= GIVEN TEXT =
--- --- ---

Hacker News new | ask | show | jobs
by iandanforth 1448 days ago
Collecting the rhetorical BS:

"scraping attacks"

Scraping is not an attack. Monopolists want to pretend they own your data because they get unlimited access to monetize it whereas competitors should have none.

"self-compromised"

Monopolists want to sell you thus it's imperative they maintain the fiction of "one person, one account". By admitting you own your account, they'd have to allow sharing and they wouldn't be able to provide their customers (advertisers) with reliable data about individuals.

"protect people from scraping"

Monopolists will protect themselves and call it protecting you. They will attempt to make you afraid of some other actor using your data in harmful ways so as to detract from how they monetize you and use your data in harmful ways.

"deter the abuse"

Monopolists don't want to argue about what constitutes abuse. Anything they write in their TOS is entirely for their benefit and only constrained by local law (if that). They will abuse you to the fullest extent they can get away with while arguing that any action to use your rights is "abuse."

"safeguard people against clone sites"

Monopolists want to maintain their monopoly, there is no greater threat than a direct challenge to that monopoly by allowing data to move freely.

--

More subtle but even more ironic rhetorical points

"for hire" / "paying for access"

Emphasizing that people making money (gasp) for providing this service, is bad.

"industry leader in taking legal action" + "across many platforms and national boundaries, also requires a collective effort from platforms, policymakers and civil society"

Monopolists can pay high priced marketers to rebrand them as patriotic hero figures fighting valiantly for the little guy.

8 comments

While I agree with your assessment of the BS in the article wrt scraping, and also agree with your assessment that the behaviour is completely about FB protecting itself and its monopoly control (the word control being important), I think its important to emphasize its not about FB caring whether other entities having access to the data, its about FB caring about it's public perception with regard to its having that data at all.

--- --- ---

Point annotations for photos
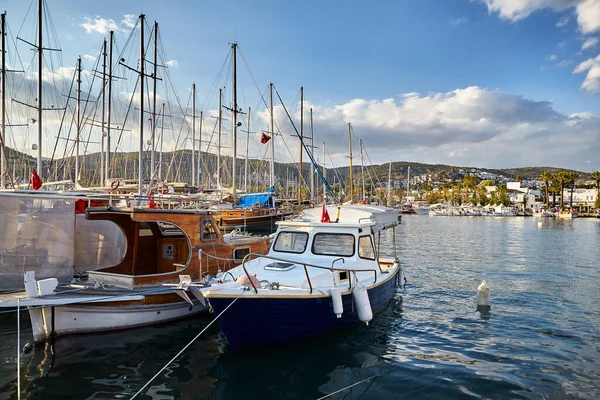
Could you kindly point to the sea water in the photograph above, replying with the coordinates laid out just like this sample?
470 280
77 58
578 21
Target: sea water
540 340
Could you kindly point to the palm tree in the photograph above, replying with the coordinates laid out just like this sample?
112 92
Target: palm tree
561 177
546 177
573 176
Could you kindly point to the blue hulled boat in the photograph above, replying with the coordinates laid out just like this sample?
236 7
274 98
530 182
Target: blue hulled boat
318 277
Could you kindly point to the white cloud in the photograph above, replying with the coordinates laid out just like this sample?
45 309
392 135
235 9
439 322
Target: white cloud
459 21
98 25
129 20
515 10
590 43
564 63
102 26
471 126
563 21
587 11
591 82
588 16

--- --- ---

= WHAT YOU ARE ASKED TO DO =
Copy the Hacker News thread above word for word, from "Scraping is not" up to and including "should have none.".

= THE REPLY =
Scraping is not an attack. Monopolists want to pretend they own your data because they get unlimited access to monetize it whereas competitors should have none.